CONSIGNES:
1. Répondez aux questions suivantes à partir de la fiche de lecture :
(a) Quel éditeur publie l'ouvrage ?
(b) À quelle tranche d'âge le livre est-il destiné ?
(c) À quel danger pour la survie de Venise le livre sensibilise-t-il ?
2. Poursuivez la fiche de lecture sur ce roman vénitien à partir de sa dernière phrase.

EXTRAIT DU TEXTE:
=====

Auteur : Laura WALTER
Pages : 199
Éditeur : BUR RAGAZZI
Lectorat : 10/12 ans
Lectrice : Elisabeth LESQUOY
Avis : Positif
Le charme vénitien opère, car l’auteure connaît fort bien la ville. On y partage la vie quotidienne de « vrais » vénitiens, enfants et adultes, mais aussi les côtés magiques, pris au sens propre, de la ville, cadre idéal de l’Aventure. Ses personnages sont attachants et drôles, humains comme animaux. Une bonne sensibilisation au thème essentiel du danger des hautes eaux pour la survie de Venise, et un suspens bien mené, ponctué par le calendrier des grandes fêtes vénitiennes.

=====

[Éléments d'un jeu de données]
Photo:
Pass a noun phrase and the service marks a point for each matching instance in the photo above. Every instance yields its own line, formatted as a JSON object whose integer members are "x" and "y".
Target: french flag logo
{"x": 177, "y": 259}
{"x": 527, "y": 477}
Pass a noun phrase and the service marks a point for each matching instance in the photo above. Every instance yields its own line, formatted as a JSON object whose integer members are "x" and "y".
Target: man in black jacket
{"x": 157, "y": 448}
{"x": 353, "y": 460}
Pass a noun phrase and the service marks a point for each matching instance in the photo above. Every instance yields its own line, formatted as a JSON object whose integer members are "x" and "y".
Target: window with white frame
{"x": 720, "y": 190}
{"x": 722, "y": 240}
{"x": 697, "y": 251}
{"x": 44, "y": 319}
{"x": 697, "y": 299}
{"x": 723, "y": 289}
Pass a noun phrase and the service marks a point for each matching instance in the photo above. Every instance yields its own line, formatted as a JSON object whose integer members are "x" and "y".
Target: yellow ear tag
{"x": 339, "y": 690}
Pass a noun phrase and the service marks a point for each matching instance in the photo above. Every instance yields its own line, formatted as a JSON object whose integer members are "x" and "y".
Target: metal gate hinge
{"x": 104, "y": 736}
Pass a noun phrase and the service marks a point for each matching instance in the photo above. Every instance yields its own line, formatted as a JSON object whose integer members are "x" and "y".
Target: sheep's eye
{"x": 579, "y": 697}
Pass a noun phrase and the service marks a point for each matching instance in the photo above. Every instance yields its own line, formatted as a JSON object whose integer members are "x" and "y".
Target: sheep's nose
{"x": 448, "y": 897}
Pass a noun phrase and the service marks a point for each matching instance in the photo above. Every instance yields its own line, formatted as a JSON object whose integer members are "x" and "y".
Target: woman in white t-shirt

=====

RÉPONSES:
1.
(a) BUR RAGAZZI
(b) Aux lecteurs de 10 à 12 ans
(c) Au danger des hautes eaux

2.
Résumé
Mistica Maëva (« avec un tréma ») est une vénitienne DOC, avec son papa capitaine du « vaporetto n°2 » et sa maman commerçante. Du haut de ses dix ans, elle assume avec philosophie son prénom pas banal et sa chevelure flamboyante, comme son caractère. Elle a une grand-mère cartomancienne, dite SuperMistica, dont elle est « la photocopie en format réduit », et un copain inséparable lui aussi vénitien, Giaki (ses parents sont les meilleurs glaciers de la ville).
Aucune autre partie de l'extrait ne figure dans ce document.